*Objective*. The lines to extract start at the one containing "each like (589,396)." and end with the last line; give them exactly and nothing more.

— START OF Extracted information —

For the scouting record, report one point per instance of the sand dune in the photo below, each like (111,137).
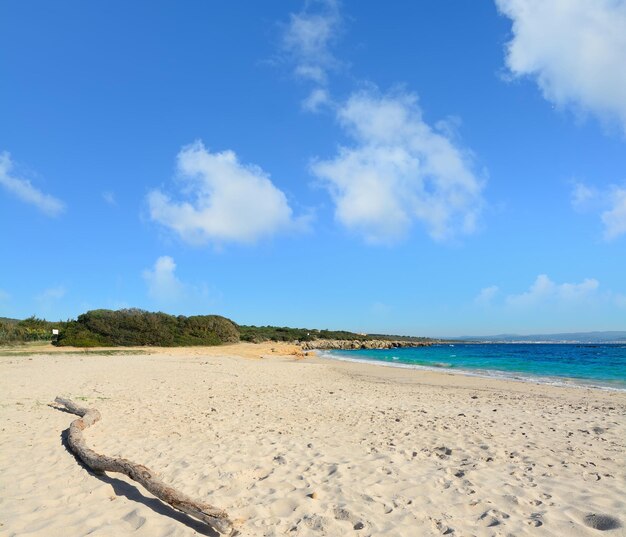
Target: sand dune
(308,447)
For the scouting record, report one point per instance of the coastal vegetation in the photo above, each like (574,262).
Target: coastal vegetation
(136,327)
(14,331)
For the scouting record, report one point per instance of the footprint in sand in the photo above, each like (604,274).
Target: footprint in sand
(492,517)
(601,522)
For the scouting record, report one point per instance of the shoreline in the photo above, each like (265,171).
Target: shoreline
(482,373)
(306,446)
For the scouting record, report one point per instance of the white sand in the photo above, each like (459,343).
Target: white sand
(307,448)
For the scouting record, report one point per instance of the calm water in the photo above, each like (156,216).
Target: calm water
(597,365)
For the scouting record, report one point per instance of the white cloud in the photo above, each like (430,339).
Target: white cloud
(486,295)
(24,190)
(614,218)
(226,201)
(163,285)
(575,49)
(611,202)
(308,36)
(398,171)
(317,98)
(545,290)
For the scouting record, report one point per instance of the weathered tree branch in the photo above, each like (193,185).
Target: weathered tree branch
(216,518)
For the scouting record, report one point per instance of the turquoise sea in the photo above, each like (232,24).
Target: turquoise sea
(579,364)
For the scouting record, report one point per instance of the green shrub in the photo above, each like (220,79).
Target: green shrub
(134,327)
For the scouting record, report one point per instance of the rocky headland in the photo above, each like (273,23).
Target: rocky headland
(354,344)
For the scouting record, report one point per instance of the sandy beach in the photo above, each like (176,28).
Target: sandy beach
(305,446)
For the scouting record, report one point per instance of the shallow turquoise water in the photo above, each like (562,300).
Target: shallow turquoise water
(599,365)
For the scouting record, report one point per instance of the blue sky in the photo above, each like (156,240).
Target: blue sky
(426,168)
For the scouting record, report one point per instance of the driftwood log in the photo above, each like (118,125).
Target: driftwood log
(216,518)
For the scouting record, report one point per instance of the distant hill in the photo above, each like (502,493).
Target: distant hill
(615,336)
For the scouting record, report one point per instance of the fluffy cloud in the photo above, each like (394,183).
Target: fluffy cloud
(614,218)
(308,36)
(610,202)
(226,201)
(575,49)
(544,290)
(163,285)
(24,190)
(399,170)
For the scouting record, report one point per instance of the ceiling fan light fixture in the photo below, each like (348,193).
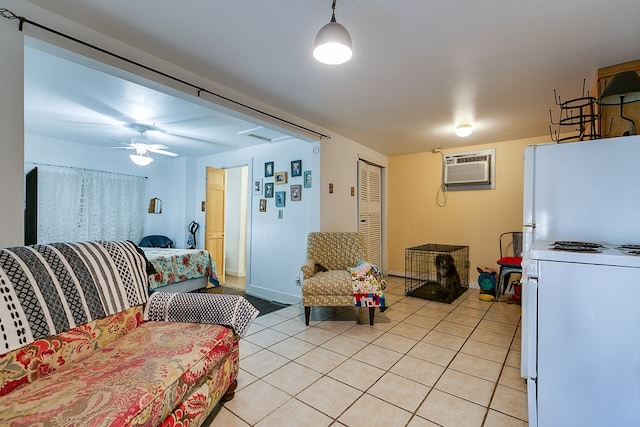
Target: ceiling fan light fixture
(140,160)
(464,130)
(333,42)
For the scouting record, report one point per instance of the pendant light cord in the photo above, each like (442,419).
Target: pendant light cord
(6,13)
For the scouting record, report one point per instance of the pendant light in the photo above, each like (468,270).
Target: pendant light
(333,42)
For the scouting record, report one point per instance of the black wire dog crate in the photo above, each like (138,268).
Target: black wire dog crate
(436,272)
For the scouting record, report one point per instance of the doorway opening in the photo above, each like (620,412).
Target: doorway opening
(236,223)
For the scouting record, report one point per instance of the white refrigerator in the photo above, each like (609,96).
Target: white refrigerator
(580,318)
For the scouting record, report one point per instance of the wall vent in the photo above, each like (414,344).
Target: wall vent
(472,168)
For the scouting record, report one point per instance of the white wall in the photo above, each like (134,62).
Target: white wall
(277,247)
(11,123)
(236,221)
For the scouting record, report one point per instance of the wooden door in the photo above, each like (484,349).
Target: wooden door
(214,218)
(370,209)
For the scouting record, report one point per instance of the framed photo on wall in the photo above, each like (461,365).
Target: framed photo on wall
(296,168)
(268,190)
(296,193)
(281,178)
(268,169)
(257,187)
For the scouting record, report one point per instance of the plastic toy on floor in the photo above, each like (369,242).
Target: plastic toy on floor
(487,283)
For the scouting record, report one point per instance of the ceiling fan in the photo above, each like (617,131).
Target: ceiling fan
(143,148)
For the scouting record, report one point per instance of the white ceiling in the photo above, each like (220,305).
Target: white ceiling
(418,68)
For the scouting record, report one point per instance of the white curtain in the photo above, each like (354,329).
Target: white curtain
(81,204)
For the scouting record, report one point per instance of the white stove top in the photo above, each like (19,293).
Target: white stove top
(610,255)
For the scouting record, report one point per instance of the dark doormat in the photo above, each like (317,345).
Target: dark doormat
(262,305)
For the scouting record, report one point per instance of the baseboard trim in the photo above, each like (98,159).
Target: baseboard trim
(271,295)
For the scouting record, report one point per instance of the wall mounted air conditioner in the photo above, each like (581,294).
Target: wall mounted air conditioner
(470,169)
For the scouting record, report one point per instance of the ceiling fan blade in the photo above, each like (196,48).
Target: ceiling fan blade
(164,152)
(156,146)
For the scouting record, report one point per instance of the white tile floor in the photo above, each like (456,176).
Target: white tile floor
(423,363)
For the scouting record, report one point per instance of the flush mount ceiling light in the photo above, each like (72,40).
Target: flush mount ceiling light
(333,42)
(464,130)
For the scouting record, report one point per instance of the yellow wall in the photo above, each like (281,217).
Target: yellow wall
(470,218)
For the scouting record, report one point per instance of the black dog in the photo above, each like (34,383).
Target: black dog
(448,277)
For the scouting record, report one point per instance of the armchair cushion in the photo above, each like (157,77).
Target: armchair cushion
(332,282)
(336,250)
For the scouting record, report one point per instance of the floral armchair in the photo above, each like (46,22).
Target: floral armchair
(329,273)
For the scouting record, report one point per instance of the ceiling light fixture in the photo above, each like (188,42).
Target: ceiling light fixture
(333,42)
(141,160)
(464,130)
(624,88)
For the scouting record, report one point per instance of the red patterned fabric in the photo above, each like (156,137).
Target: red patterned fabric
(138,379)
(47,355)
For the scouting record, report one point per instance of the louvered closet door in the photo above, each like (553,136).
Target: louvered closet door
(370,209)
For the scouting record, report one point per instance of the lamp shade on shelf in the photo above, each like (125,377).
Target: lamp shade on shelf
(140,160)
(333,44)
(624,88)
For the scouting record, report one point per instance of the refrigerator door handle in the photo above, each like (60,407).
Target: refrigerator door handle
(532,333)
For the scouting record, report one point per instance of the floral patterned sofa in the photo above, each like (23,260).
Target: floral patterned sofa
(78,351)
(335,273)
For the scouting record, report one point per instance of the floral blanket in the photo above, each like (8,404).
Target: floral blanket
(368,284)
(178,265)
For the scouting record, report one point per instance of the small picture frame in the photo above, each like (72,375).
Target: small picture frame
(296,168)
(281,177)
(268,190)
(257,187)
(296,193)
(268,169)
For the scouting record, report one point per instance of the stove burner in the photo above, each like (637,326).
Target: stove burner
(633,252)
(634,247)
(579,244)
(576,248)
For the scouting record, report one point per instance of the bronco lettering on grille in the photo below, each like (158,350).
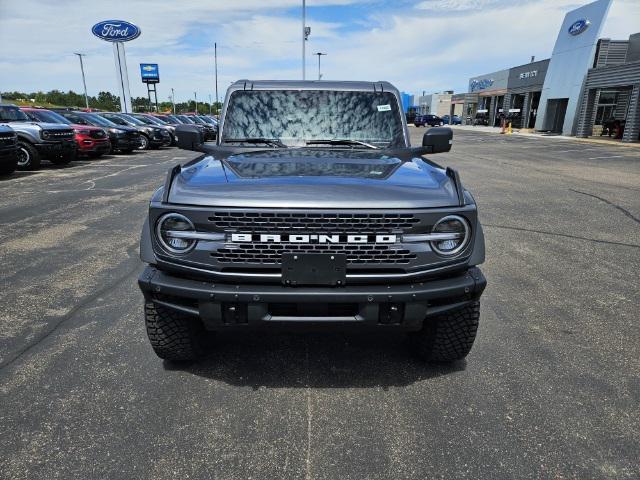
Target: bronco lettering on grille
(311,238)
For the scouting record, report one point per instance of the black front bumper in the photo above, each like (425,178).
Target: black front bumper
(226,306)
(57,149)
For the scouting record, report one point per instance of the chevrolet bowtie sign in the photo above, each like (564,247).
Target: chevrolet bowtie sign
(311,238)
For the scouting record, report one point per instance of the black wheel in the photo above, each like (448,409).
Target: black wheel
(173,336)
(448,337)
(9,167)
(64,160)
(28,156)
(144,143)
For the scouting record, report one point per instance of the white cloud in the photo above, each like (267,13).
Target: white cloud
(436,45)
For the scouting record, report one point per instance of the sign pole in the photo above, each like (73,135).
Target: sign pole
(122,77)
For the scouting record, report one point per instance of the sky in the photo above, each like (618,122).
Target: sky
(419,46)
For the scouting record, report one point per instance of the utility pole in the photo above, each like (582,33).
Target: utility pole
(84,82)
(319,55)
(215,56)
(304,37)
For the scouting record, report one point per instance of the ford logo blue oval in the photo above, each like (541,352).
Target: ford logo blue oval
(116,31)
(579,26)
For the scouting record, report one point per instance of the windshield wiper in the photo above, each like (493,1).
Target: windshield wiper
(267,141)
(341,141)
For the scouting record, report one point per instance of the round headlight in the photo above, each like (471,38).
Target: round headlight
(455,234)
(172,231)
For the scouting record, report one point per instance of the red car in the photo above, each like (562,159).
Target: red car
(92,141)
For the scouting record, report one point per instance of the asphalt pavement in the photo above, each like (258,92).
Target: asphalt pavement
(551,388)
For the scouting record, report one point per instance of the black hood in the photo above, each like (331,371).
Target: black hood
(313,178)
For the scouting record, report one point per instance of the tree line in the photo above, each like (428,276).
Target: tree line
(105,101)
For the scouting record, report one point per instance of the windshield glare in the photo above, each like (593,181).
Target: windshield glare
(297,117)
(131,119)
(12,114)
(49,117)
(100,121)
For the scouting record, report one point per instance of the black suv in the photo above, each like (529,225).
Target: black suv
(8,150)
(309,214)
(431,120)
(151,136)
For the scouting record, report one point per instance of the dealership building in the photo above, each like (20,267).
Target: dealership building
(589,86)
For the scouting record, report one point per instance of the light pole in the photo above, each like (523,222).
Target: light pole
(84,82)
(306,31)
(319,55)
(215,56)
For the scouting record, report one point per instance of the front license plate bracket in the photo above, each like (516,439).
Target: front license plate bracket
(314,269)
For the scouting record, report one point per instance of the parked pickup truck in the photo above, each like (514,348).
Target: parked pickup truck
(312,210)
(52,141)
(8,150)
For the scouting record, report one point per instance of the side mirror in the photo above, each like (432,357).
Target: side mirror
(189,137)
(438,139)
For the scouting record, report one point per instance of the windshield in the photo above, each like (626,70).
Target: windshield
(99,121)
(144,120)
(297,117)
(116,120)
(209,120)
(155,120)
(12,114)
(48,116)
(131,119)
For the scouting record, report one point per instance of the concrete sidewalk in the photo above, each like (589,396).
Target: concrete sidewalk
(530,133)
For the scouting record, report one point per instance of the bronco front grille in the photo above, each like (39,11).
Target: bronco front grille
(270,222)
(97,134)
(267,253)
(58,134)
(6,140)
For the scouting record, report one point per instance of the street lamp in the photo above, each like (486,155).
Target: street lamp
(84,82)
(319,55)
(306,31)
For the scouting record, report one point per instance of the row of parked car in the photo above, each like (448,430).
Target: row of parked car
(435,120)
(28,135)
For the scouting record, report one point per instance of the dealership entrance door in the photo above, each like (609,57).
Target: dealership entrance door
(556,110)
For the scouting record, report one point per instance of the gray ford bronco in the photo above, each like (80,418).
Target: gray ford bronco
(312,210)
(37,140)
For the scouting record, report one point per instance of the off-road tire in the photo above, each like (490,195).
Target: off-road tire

— END OF Extracted information —

*Answer to the task*.
For the scouting record, report one point per instance of the concrete sidewalk in the photo above, each like (589,396).
Target: concrete sidewalk
(530,133)
For the scouting record, report one point per instance of the bronco front grille in the photo above, each like (39,11).
Target: bronco front grille
(270,222)
(97,134)
(267,253)
(58,134)
(6,140)
For the scouting record, report one point per instance of the street lamp in the photo above, each like (486,155).
Target: street lamp
(84,82)
(319,55)
(306,31)
For the scouting record, report one point per instance of the row of parked car in the photo above, each like (448,430).
Target: row of parked car
(435,120)
(28,135)
For the scouting record, report one point per instance of the dealership entrance door in the photo above, each like (609,57).
Target: dealership entrance door
(556,110)
For the scouting record, report one point per instance of the gray ford bronco in the photo above, each like (80,418).
Target: gray ford bronco
(312,210)
(37,140)
For the scouting record, report one point per instance of the off-road tire in the photo above, each like (490,195).
Target: off-road tire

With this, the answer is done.